* _Selection_
━━━━━━━━━━━━━━━━━━━━

Hooker Corp., a diversified company based in Sydney, Australia, that is developing four regional shopping malls in the United States, said it expects its cash purchase to close by July 1. Bonwit Teller, which recently closed stores in Beverly Hills and Palm Desert, has 13 locations in the Midwest and East, including New York, Chicago and Boston.
“Bonwit Teller should be in California, but when we come back to California it’s going to be done correctly and with enough mass to warrant the . . . costs associated with being on the other side of the United States,” said Paul Carter, executive director of Hooker, who was reached by telephone in New York.
William S. Ruben, who will remain as Bonwit’s president and chief executive, said the company plans eventually to put “maybe three or four” stores in Southern California and at least that many in the San Francisco area. He added that Hooker plans to build stores as large as 100,000 square feet, up from the current Bonwit average of 60,000.
Hooker plans to install Bonwit as an anchor store at its malls under development in Cincinnati and Tampa, Fla., among other cities. Over the next five years, the company expects to open 15 new Bonwit locations, Carter said.

━━━━━━━━━━━━━━━━━━━━

* _To-do list_
1) Which cities does the Bonwit Teller article name as places where Bonwit Teller currently has or recently closed stores? List all of them.
2) Resume the Bonwit Teller article after its final sentence and write the paragraphs that would follow.

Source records

━━━━━━━━━━━━━━━━━━━━

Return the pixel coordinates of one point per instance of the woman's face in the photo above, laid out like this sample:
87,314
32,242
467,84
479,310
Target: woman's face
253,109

━━━━━━━━━━━━━━━━━━━━

* _Responses to the exercise_
1) New York, Chicago, Boston, Beverly Hills, Palm Desert

2)
The sale of Bonwit brings to seven the number of Allied chains sold off by Campeau Corp., a Toronto real estate company that paid $3.4 billion for Allied late last year, then stunned the investment community by announcing that it would have to sell 16 of the company’s 24 department and specialty store chains to raise money for the transaction.
Hooker has extensive U.S. operations through its Atlanta-based Hooker Holdings. These include Hooker/Barnes Homes, Hooker/Barnes Projects and Merksamer Jewelers, a recently acquired chain that has stores in Sacramento and San Francisco and just expanded into Southern California. Last December, Hooker bought Merrill Lynch Commercial Real Estate.